What is expected — Begin with the first line below and retype each line exactly through the line containing "positive clicks: (516, 306)". Any pictures are to be left out.

Stored data —
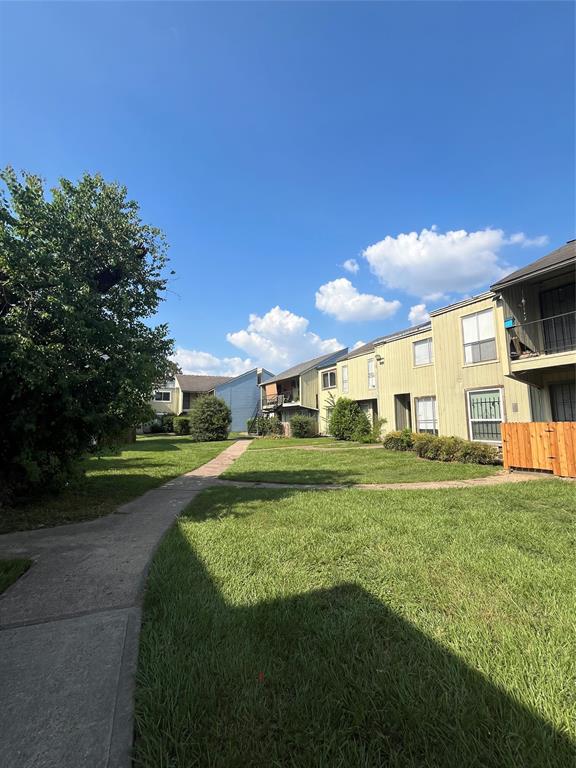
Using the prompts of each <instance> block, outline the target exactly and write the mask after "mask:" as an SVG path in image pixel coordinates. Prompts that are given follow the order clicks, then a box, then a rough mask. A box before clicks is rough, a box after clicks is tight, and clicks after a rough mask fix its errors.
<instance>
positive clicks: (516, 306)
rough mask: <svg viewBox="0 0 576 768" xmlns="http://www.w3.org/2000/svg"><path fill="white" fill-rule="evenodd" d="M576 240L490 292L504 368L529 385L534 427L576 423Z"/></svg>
mask: <svg viewBox="0 0 576 768" xmlns="http://www.w3.org/2000/svg"><path fill="white" fill-rule="evenodd" d="M575 276H576V240H570V241H569V242H568V243H566V244H565V245H563V246H562V247H561V248H557V249H556V250H555V251H552V253H549V254H548V255H546V256H544V257H543V258H541V259H538V261H535V262H533V263H532V264H528V265H527V266H526V267H523V268H522V269H518V270H516V271H515V272H512V274H510V275H508V276H507V277H505V278H504V279H503V280H500V281H498V282H497V283H495V284H494V285H493V286H492V291H493V292H494V293H495V295H496V297H497V300H498V303H499V305H500V306H501V307H502V315H501V317H500V319H501V321H502V323H503V329H502V331H503V334H504V349H503V368H504V372H505V374H506V376H507V377H508V378H509V379H512V380H514V381H518V382H525V383H527V384H529V385H530V398H531V411H532V420H533V421H576V280H575Z"/></svg>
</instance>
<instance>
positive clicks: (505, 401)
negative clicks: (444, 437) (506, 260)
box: [416, 292, 531, 443]
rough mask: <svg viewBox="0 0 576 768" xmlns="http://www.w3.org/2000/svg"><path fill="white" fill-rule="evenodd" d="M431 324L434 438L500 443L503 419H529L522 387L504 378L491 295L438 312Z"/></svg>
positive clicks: (495, 317)
mask: <svg viewBox="0 0 576 768" xmlns="http://www.w3.org/2000/svg"><path fill="white" fill-rule="evenodd" d="M431 322H432V345H433V356H434V377H435V383H436V401H435V404H436V414H437V415H436V418H437V427H436V428H437V430H438V432H439V434H443V435H456V436H457V437H463V438H467V439H469V440H481V441H483V442H491V443H500V442H501V431H500V425H501V423H502V422H503V421H530V418H531V413H530V395H529V389H528V386H527V385H526V384H523V383H521V382H519V381H514V380H513V379H510V378H508V377H507V376H506V367H505V359H506V334H505V331H504V323H503V315H502V307H501V306H500V305H499V303H498V302H497V301H496V297H495V296H494V294H492V293H490V292H487V293H484V294H482V295H480V296H476V297H473V298H471V299H466V300H464V301H461V302H458V303H457V304H454V305H451V306H448V307H443V308H442V309H438V310H436V311H435V312H432V313H431ZM416 428H417V429H418V424H416ZM418 431H419V430H418Z"/></svg>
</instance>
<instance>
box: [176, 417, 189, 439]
mask: <svg viewBox="0 0 576 768" xmlns="http://www.w3.org/2000/svg"><path fill="white" fill-rule="evenodd" d="M173 424H174V434H175V435H189V434H190V417H189V416H174V422H173Z"/></svg>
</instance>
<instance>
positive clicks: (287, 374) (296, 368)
mask: <svg viewBox="0 0 576 768" xmlns="http://www.w3.org/2000/svg"><path fill="white" fill-rule="evenodd" d="M347 351H348V350H347V348H346V347H345V348H344V349H339V350H338V351H337V352H329V353H328V354H326V355H320V357H313V358H312V360H306V361H305V362H303V363H298V365H294V366H292V368H288V369H287V370H286V371H282V373H279V374H278V376H274V377H273V378H272V379H268V380H267V381H263V382H262V384H274V382H275V381H282V380H283V379H295V378H296V377H297V376H301V375H302V374H303V373H306V371H310V370H311V369H312V368H318V367H319V366H320V365H322V363H324V362H328V361H331V360H338V359H340V357H343V356H344V355H345V354H346V352H347Z"/></svg>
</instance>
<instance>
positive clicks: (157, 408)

Finished exercise —
Using the prompts of each <instance> block, outline the target exactly and write the mask after "mask:" as an SVG path in image pixel coordinates. Prompts that are given follow the order clicks, then a box, then a rough mask. A box before clicks is rough, a box after clicks is tight, and clicks after a rough mask fix its errors.
<instance>
positive clicks: (516, 306)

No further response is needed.